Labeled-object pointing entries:
----

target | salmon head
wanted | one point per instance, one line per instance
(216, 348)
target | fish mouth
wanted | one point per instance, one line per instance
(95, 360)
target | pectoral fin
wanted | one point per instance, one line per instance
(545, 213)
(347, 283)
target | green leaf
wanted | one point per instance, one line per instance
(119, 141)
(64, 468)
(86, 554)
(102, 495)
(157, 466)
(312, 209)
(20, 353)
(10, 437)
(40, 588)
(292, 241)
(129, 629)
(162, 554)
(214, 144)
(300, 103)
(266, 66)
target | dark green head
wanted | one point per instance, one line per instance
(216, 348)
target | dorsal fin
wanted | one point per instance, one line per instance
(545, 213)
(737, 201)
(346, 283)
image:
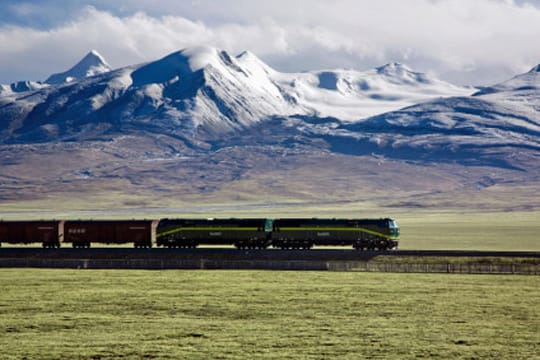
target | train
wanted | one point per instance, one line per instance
(242, 233)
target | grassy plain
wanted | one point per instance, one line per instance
(57, 314)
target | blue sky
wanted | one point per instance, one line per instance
(462, 41)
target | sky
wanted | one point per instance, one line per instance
(466, 42)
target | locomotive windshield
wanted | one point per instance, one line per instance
(393, 226)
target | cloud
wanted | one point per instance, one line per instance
(482, 41)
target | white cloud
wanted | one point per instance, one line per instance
(481, 41)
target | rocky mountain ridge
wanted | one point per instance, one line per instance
(202, 124)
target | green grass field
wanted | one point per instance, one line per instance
(67, 314)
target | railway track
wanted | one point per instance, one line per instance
(234, 254)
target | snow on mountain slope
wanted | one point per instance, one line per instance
(497, 123)
(203, 92)
(92, 64)
(21, 86)
(350, 95)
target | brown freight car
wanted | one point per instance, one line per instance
(82, 233)
(26, 232)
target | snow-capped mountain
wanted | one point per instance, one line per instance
(92, 64)
(499, 122)
(204, 92)
(200, 122)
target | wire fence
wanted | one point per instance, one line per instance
(361, 266)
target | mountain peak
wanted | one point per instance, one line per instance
(91, 64)
(535, 69)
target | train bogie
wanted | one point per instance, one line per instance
(27, 232)
(83, 233)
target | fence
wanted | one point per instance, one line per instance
(362, 266)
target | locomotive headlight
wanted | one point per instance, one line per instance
(394, 228)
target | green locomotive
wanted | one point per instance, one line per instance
(297, 233)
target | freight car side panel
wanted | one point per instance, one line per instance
(26, 232)
(83, 233)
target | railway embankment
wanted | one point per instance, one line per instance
(453, 262)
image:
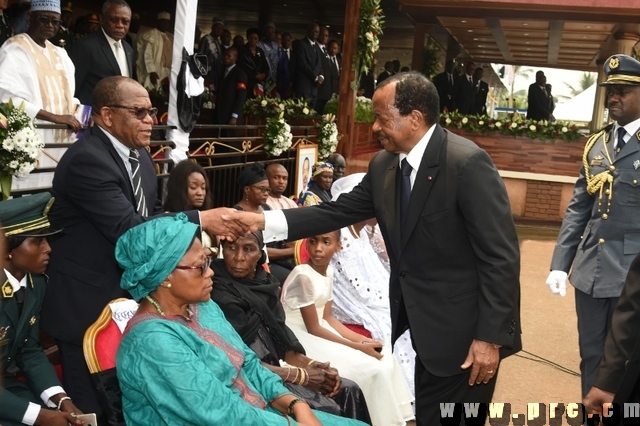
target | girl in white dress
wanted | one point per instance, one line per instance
(307, 299)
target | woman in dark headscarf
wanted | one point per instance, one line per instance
(180, 362)
(249, 297)
(255, 189)
(319, 186)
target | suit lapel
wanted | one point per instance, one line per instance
(427, 173)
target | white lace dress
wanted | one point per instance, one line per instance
(382, 381)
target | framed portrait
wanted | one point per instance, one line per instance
(306, 157)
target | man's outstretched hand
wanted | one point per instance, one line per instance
(229, 224)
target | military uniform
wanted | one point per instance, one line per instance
(21, 355)
(600, 233)
(6, 30)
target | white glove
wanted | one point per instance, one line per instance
(557, 282)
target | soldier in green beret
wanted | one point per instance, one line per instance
(40, 399)
(600, 233)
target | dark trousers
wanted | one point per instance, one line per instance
(594, 322)
(432, 390)
(77, 380)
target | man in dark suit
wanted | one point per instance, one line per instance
(324, 90)
(232, 92)
(464, 92)
(445, 83)
(481, 91)
(539, 99)
(104, 185)
(103, 53)
(446, 220)
(27, 378)
(308, 65)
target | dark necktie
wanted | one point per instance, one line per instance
(405, 189)
(19, 296)
(141, 205)
(621, 142)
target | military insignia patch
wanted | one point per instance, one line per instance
(614, 63)
(7, 290)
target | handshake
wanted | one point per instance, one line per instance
(229, 224)
(557, 282)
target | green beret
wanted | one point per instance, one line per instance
(27, 216)
(149, 252)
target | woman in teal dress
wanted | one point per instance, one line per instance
(180, 362)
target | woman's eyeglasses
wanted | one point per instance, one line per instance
(203, 268)
(140, 112)
(263, 189)
(43, 20)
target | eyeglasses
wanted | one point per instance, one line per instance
(140, 112)
(263, 189)
(203, 268)
(48, 21)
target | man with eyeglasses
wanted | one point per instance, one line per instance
(104, 185)
(105, 52)
(600, 233)
(39, 74)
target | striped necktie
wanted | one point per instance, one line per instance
(141, 204)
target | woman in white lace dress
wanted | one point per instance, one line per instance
(361, 283)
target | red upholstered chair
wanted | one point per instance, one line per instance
(100, 345)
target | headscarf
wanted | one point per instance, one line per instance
(346, 185)
(251, 175)
(149, 252)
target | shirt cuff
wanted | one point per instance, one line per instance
(31, 415)
(276, 227)
(46, 395)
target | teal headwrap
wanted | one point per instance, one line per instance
(149, 252)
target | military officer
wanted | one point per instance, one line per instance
(39, 400)
(600, 233)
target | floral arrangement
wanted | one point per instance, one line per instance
(513, 126)
(20, 145)
(369, 30)
(265, 107)
(277, 136)
(328, 136)
(364, 109)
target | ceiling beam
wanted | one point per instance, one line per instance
(555, 36)
(499, 37)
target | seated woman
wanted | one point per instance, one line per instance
(188, 189)
(255, 192)
(319, 185)
(34, 400)
(180, 362)
(361, 284)
(249, 298)
(307, 300)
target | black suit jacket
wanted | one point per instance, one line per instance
(540, 104)
(232, 94)
(445, 90)
(94, 60)
(95, 206)
(464, 95)
(308, 67)
(480, 98)
(620, 365)
(455, 265)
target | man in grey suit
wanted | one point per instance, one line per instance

----

WRITTEN PROBLEM:
Please quote the records word for word, from the line containing "target | man in grey suit" through the end of the records, inclusive.

RESULT FOR THIS EXERCISE:
target | man in grey suit
wanted | one point per instance, one line per instance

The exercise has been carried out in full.